---- Data records
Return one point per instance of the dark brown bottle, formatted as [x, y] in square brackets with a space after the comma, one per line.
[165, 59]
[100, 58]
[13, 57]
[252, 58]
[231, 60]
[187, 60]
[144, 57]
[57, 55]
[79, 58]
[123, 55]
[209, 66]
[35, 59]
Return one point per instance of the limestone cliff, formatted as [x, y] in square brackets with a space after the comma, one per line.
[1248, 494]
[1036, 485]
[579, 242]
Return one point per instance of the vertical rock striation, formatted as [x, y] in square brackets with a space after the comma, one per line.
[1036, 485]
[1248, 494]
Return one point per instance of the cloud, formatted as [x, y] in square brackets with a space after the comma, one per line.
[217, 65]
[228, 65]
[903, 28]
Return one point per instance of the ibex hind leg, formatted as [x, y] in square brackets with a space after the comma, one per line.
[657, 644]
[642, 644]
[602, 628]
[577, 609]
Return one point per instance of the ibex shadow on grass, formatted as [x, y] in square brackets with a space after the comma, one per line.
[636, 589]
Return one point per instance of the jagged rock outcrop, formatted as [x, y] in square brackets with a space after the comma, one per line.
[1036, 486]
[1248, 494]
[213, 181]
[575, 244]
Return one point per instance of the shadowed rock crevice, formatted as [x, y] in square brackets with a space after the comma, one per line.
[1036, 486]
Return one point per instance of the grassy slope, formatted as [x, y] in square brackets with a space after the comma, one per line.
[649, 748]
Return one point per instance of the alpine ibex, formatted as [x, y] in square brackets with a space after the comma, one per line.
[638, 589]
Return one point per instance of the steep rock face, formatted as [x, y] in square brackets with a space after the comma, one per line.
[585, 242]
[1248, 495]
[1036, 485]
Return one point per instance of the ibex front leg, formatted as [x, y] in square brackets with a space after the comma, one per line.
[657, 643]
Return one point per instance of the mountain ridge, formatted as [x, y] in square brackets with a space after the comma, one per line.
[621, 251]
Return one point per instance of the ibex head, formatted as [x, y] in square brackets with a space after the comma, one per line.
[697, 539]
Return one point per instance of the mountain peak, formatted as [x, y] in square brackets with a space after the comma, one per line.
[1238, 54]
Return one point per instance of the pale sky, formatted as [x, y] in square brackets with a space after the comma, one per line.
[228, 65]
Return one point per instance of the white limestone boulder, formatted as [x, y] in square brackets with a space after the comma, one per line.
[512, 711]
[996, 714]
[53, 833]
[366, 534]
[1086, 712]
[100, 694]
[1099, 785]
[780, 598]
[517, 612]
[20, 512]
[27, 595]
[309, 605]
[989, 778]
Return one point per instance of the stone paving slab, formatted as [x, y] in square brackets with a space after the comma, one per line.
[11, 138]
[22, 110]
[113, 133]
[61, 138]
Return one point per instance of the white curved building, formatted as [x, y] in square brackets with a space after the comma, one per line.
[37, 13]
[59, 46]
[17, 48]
--------
Your task
Every line of the data should be copied exactly.

Result of this exercise
Return one point per instance of the dark brown bottle, formatted as [x, y] in square brackets with a space after the comma, one per line.
[165, 59]
[100, 58]
[13, 57]
[252, 58]
[231, 60]
[187, 60]
[144, 57]
[57, 55]
[79, 58]
[123, 55]
[209, 66]
[35, 59]
Return one point per instance of the limestone cliff, formatted as [x, y] in square brackets with a space after the comma, one per line.
[1248, 494]
[1036, 485]
[579, 242]
Return one point per instance of the vertical rock striation, formatted as [x, y] in square brackets with a space after the comma, one per line.
[1036, 485]
[1248, 494]
Return one point per instance of the cloud, formatted as [x, y] in square brackets with a space after the comma, one per line.
[217, 65]
[228, 65]
[903, 28]
Return one point per instance of the ibex hind leg, formatted as [x, y] in square brackets with a space after the comma, one per line.
[657, 644]
[642, 644]
[602, 628]
[577, 609]
Return one point per instance of the ibex shadow on grass, formatted as [x, y] in square brackets with a space after the comma, one per line.
[636, 589]
Return one point per instance of the jagged rock outcrop, formatted as [x, y] in square brackets with a space after the comma, one per line.
[1036, 486]
[1248, 494]
[213, 181]
[575, 244]
Return one point per instance of the shadowed rock crevice, formatted as [x, y] in square brackets with a space after the comma, one per line.
[1036, 486]
Return one point per instance of the grassy slope, formatted as [x, y] in square brackets with a space after the comma, one per line.
[649, 748]
Return one point per instance of the alpine ibex, formatted as [x, y] in square brackets with a space after the comma, one per line.
[638, 589]
Return one point per instance of the steep rock face, formatted as [x, y] in square brackets with a space after the comma, one per line.
[585, 242]
[1248, 495]
[1036, 485]
Return one point per instance of the ibex front leg, formatted as [x, y] in square brackets with a space after the comma, one per line.
[657, 643]
Return one point per instance of the mountain ridge, formatted as [x, y] in square brackets with a space after the comma, one per line.
[621, 251]
Return one point per instance of the ibex head, formatted as [x, y] in square brackets with a space after the comma, one per line.
[697, 539]
Return one point per instance of the mountain peak, formatted as [x, y] in square brackets with a space after the comma, one per line.
[1238, 54]
Return one point per instance of the pale sky, formatted as [x, y] in square brackets with a space after the comma, one per line.
[228, 65]
Return one point per instance of the white limestone boulder, formatted as [x, y] in square brackets with a space after the comma, one per line.
[512, 711]
[996, 714]
[53, 833]
[366, 534]
[1086, 712]
[100, 694]
[1099, 785]
[780, 598]
[517, 612]
[20, 512]
[27, 595]
[309, 605]
[989, 778]
Return one point per instance of the stone paving slab, formatted as [x, y] in square brackets with a space after the comma, one per line.
[11, 138]
[22, 110]
[113, 133]
[61, 138]
Return one point per instance of the white curved building, formatted as [x, y] in square brackets with a space after the comma, one per line.
[37, 13]
[59, 46]
[17, 48]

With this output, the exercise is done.